INSTRUCTIONS
1. Under the "Findings" header of the paper summary, list every finding it gives.
2. Transcribe the paper summary word for word, everything from "This paper advances" down to "a simple formula.".
----- DOCUMENT SECTION -----
The quantification of Simpsons paradox and other contributions to contingency table theory

TL;DR

This paper advances contingency table analysis by quantifying Simpson's paradox, introducing new tests for partial interactions, clarifying the relation between interaction measures, and improving methods for fixing cell counts and simulating tables.

Contribution

It provides novel formulas and tests for analyzing three-way interactions and partial interactions, filling gaps in contingency table theory.

Findings

Quantifies Simpson's paradox with a simple formula.

Introduces a test to determine if partial interactions of a variable agree.

Addresses fixed cell counts and limitations in simulating contingency tables.
----- INFORMATION -----
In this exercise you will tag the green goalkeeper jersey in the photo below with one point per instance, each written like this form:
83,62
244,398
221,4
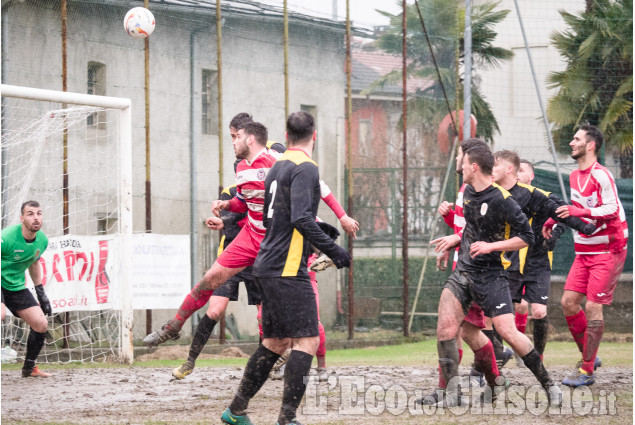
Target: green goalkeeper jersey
18,255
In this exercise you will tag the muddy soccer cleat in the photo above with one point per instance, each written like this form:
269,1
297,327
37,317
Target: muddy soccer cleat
323,262
322,374
229,418
554,395
580,379
183,370
508,353
34,373
596,363
160,336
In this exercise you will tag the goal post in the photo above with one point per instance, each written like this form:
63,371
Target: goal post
99,178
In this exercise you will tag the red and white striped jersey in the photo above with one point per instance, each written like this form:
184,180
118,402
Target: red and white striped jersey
594,189
456,221
250,189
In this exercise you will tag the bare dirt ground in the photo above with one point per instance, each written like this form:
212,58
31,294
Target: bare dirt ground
353,395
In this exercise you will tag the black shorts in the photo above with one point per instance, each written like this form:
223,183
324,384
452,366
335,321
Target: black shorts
18,300
537,287
289,309
489,290
229,289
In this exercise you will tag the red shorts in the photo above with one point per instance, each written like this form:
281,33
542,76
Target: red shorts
596,276
242,251
475,316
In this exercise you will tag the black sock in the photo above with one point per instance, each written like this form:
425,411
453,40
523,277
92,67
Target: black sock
297,368
201,336
534,363
448,361
493,336
541,330
34,344
256,373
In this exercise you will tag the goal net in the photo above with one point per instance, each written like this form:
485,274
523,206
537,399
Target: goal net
72,153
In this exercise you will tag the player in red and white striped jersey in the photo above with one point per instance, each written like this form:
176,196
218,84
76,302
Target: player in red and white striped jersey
250,145
599,257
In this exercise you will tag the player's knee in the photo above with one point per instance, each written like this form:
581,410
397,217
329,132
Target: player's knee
40,324
539,311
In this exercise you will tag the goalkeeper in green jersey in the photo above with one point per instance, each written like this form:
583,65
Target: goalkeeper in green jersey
22,246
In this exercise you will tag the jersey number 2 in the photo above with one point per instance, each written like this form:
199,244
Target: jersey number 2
272,191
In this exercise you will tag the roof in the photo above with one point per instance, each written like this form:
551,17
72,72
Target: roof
370,65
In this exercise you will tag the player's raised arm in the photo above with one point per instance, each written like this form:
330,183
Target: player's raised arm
350,225
302,218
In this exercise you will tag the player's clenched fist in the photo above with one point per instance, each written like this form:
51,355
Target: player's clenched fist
214,223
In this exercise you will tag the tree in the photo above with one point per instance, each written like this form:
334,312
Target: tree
597,83
444,20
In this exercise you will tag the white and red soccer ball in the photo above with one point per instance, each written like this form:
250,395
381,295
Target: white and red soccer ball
-----
TASK SOLUTIONS
1.
- Quantifies Simpson's paradox with a simple formula.
- Introduces a test to determine if partial interactions of a variable agree.
- Addresses fixed cell counts and limitations in simulating contingency tables.

2.
This paper advances contingency table analysis by quantifying Simpson's paradox, introducing new tests for partial interactions, clarifying the relation between interaction measures, and improving methods for fixing cell counts and simulating tables.

Contribution

It provides novel formulas and tests for analyzing three-way interactions and partial interactions, filling gaps in contingency table theory.

Findings

Quantifies Simpson's paradox with a simple formula.